Work to do: Can you copy out, verbatim, the part of the rows below that opens with the first line and closes with the line containing "column 892, row 501", including both of those lines?

Materials provided:
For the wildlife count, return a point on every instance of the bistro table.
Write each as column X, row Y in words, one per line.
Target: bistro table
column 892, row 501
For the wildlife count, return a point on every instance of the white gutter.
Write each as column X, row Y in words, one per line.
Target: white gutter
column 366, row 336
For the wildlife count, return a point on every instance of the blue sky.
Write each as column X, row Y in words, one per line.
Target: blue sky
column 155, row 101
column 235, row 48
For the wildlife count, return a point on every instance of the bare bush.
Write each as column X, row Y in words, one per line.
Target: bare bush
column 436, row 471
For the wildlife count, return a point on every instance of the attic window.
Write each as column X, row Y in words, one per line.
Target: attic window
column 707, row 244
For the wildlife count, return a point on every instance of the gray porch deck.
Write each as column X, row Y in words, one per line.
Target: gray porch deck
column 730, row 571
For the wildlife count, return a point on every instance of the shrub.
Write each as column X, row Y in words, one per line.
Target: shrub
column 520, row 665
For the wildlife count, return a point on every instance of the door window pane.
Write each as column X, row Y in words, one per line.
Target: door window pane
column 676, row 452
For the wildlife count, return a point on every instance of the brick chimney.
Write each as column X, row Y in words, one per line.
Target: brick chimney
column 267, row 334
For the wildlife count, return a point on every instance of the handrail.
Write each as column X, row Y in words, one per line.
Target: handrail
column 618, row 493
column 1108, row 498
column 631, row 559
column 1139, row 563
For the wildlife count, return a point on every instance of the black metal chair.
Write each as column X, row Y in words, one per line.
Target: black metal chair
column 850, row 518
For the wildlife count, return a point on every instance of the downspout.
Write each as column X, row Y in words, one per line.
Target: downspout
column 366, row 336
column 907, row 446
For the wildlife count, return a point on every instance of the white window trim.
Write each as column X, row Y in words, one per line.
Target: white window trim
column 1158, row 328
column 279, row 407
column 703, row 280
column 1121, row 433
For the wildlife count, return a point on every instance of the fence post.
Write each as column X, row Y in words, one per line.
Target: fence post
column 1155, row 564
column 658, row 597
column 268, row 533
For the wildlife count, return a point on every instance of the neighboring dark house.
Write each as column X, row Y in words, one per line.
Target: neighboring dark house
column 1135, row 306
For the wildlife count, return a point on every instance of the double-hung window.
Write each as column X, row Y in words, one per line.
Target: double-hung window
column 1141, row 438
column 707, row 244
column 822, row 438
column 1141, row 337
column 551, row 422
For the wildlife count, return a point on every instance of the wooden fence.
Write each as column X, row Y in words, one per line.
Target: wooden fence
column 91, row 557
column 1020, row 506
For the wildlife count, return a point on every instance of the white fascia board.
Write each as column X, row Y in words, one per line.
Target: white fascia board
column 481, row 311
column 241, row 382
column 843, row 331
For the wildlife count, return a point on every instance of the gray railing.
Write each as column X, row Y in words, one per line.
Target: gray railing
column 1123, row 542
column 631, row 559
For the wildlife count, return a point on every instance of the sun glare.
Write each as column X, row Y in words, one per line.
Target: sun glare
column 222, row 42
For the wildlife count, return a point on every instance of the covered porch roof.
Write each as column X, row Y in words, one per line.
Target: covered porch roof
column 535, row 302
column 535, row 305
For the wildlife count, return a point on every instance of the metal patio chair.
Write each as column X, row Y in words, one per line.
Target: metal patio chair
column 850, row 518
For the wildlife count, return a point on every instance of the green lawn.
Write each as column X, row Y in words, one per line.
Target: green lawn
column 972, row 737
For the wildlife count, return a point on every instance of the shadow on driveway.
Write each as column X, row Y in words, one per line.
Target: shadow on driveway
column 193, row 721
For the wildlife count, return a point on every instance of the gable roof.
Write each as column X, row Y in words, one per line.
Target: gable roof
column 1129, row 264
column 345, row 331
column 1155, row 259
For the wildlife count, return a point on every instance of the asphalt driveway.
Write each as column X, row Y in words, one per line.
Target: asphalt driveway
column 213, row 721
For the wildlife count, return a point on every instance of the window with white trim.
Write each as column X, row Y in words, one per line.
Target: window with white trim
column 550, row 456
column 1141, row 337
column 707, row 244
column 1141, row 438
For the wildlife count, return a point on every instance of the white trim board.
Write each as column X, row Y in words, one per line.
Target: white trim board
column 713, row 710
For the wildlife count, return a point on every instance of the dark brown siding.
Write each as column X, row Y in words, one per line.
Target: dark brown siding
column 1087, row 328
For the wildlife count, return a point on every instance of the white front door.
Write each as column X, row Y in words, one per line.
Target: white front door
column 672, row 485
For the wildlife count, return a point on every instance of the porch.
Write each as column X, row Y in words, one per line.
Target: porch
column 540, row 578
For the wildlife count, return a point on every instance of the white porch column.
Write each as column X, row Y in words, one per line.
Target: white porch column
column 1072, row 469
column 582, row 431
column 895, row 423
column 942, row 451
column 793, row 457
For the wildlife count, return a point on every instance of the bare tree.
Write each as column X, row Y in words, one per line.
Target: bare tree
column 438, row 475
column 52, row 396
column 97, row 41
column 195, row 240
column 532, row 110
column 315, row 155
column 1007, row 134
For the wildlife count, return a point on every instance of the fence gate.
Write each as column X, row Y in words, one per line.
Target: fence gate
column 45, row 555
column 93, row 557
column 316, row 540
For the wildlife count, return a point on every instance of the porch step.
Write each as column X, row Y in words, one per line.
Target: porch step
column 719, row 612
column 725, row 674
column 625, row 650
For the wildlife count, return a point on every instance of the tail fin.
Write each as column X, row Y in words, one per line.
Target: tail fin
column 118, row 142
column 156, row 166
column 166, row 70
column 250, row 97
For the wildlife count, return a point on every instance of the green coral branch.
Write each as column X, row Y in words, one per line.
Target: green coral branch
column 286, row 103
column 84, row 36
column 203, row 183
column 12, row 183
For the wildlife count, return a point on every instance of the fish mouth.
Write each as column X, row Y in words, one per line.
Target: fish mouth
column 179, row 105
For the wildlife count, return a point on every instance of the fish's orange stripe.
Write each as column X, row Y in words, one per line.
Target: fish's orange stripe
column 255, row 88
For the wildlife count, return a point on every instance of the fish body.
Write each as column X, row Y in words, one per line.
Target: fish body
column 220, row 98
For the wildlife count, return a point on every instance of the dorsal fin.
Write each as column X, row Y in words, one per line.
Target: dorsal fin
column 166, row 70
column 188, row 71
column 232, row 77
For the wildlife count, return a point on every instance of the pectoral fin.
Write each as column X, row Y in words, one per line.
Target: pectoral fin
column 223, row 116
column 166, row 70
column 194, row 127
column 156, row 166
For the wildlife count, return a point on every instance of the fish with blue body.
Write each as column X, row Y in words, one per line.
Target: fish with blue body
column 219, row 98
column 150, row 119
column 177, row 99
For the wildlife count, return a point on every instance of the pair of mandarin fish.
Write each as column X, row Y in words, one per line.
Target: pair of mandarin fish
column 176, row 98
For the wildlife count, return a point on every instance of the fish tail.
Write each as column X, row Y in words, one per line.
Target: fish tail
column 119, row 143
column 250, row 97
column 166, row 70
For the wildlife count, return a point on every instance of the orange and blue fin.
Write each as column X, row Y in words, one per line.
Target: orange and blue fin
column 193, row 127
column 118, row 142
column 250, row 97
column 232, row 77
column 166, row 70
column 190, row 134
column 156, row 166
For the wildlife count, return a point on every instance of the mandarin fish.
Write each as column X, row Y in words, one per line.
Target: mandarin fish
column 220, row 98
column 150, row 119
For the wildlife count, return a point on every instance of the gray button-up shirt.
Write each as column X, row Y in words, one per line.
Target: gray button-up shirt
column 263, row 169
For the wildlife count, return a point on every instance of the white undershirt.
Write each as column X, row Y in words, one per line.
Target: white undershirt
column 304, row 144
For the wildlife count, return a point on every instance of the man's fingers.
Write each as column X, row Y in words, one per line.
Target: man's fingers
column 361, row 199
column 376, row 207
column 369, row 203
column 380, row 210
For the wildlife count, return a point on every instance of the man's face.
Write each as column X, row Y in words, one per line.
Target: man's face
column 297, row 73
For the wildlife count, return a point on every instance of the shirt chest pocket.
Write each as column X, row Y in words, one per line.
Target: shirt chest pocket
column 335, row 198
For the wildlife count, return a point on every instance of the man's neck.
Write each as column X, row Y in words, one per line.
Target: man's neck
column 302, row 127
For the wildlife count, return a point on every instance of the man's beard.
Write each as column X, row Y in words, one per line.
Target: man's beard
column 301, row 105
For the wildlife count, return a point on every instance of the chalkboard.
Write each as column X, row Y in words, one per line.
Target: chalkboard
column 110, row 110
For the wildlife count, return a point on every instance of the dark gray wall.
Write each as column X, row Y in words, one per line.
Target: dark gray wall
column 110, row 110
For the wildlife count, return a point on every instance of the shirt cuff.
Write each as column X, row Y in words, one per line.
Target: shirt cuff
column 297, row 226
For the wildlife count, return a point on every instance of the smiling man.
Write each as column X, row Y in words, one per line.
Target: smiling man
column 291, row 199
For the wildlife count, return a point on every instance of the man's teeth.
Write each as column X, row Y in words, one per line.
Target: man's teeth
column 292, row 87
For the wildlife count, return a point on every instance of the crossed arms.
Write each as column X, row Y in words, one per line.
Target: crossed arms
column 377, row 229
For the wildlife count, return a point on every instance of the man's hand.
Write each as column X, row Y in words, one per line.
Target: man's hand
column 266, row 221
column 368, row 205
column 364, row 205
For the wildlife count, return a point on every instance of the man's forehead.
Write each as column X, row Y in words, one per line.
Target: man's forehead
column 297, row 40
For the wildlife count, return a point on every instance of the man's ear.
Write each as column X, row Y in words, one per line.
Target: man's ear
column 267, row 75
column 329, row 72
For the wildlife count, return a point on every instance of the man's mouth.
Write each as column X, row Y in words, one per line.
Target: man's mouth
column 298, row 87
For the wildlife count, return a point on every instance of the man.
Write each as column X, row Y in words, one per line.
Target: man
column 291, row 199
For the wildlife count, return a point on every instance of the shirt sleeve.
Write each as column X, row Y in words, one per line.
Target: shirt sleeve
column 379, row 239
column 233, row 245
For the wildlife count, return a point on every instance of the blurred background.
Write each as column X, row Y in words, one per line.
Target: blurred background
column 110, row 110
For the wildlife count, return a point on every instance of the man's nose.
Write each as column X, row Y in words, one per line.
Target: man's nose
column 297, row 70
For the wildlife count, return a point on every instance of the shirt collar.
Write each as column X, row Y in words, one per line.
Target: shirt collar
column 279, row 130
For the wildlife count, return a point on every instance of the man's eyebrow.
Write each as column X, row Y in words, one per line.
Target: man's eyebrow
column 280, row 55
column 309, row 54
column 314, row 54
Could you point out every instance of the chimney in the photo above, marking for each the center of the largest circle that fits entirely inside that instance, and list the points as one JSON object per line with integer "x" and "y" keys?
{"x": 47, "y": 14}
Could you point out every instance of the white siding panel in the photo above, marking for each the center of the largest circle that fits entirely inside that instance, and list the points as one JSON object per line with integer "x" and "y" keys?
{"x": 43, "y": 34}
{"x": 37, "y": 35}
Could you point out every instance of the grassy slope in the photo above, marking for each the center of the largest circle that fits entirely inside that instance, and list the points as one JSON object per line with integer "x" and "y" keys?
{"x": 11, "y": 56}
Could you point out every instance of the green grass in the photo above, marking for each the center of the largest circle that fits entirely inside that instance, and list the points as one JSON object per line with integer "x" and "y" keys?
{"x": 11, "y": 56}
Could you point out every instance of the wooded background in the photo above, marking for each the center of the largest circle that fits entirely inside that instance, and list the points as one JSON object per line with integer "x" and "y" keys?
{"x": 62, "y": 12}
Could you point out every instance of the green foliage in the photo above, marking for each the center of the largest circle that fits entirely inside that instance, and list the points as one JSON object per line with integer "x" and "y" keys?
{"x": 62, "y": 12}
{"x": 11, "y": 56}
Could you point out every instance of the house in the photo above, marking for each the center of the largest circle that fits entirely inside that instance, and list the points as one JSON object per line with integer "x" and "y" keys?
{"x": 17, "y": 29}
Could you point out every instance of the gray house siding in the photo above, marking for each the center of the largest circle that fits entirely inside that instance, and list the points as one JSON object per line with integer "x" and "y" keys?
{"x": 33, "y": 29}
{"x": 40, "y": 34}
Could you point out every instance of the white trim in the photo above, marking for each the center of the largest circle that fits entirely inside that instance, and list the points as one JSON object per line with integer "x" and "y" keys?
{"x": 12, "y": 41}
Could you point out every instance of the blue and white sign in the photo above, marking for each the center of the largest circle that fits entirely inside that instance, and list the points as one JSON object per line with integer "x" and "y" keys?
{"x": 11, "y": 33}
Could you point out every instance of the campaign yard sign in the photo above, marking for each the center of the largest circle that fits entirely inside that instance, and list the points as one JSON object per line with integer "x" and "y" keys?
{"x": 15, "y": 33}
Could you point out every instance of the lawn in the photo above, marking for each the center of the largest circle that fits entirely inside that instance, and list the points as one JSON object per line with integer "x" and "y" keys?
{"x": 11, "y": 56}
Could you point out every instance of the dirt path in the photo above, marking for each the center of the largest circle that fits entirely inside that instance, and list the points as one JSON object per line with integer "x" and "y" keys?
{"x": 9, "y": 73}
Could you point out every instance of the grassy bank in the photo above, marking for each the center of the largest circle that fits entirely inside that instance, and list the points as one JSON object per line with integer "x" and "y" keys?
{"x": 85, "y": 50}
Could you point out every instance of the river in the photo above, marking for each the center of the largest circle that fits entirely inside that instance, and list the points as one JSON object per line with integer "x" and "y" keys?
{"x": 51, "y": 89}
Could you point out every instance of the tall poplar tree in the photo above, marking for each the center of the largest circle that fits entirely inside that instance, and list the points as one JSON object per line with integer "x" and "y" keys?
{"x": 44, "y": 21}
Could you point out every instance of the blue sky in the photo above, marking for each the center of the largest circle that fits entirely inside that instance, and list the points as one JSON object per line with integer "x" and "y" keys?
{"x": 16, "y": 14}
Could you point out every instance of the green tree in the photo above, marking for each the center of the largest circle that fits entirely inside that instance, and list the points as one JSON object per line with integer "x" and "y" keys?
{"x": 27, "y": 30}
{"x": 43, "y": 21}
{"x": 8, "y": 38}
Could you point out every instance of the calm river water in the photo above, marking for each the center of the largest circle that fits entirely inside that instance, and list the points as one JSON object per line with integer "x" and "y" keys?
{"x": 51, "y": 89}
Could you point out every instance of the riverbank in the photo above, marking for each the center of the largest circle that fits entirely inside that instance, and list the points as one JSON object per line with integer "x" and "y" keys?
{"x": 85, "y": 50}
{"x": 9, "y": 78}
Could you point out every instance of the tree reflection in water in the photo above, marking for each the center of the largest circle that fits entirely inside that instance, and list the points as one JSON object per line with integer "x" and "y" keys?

Full output:
For the wildlife count, return a point on every instance of the bistro table.
Write each as column X, row Y in words, one per line.
Target: bistro table
column 892, row 501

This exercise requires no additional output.